GIVEN TASK ▸ Could you copy out every one of the records below word for word, leaving the pictures out?
====== GIVEN ENTRIES
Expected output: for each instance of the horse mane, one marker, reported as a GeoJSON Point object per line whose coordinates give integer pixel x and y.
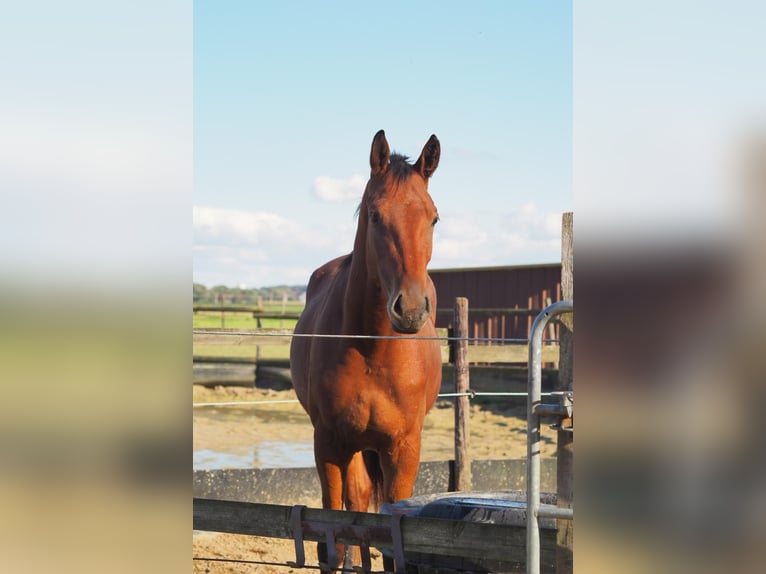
{"type": "Point", "coordinates": [399, 167]}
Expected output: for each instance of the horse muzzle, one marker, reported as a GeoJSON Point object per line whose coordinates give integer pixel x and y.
{"type": "Point", "coordinates": [408, 313]}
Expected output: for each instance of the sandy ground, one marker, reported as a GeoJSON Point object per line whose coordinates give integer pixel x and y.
{"type": "Point", "coordinates": [497, 431]}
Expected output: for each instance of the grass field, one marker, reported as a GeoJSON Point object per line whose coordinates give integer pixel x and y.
{"type": "Point", "coordinates": [245, 320]}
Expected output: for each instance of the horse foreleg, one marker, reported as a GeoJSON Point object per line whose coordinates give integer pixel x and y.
{"type": "Point", "coordinates": [400, 468]}
{"type": "Point", "coordinates": [357, 491]}
{"type": "Point", "coordinates": [330, 469]}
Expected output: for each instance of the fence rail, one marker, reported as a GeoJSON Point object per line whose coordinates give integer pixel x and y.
{"type": "Point", "coordinates": [424, 536]}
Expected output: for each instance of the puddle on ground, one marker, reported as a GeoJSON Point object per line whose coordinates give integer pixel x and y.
{"type": "Point", "coordinates": [268, 454]}
{"type": "Point", "coordinates": [252, 437]}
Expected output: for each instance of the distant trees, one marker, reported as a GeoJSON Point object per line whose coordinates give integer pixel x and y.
{"type": "Point", "coordinates": [222, 295]}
============
RESULT FOR THIS EXERCISE ▸
Expected output: for each instance of the horse mane, one marker, reported as a GeoJSON Point object per line whose coordinates give integer pixel x and y.
{"type": "Point", "coordinates": [399, 167]}
Expected output: for each instance of the horse muzzle, one marker, reported as a GeoJSON Point object per line whose coordinates give integer pixel x and y.
{"type": "Point", "coordinates": [408, 313]}
Expected output: for each instance of the sandy ground, one marker, reported as a GeoJSON Point object per line whose coordinates give integer pixel x and y.
{"type": "Point", "coordinates": [497, 431]}
Expected output: for each instance of the grass field, one marker, reported as a GeoJSON Point object per line whose coordinates give integer pixel x and y.
{"type": "Point", "coordinates": [245, 320]}
Expected output: for each instance of the horse foreleg, one marker, reported as a GeoJSON Point object per line whose coordinates give integer pixel x and y.
{"type": "Point", "coordinates": [400, 468]}
{"type": "Point", "coordinates": [357, 491]}
{"type": "Point", "coordinates": [330, 469]}
Expected output: for each instance of the fence rail, one marker, reported as a GeoJSON Point object per line whose coordinates give integer pixel x and y.
{"type": "Point", "coordinates": [424, 536]}
Expected output: for each instance of the puddle on ground, one marker, reported as a GeoJSON Point object per line whose coordinates give integer pixel x and y.
{"type": "Point", "coordinates": [268, 454]}
{"type": "Point", "coordinates": [252, 437]}
Expected output: for each instance of the distant trees, one marker, reported as a GeoJSON Point object per line whose coordinates give integer pixel x and y.
{"type": "Point", "coordinates": [222, 295]}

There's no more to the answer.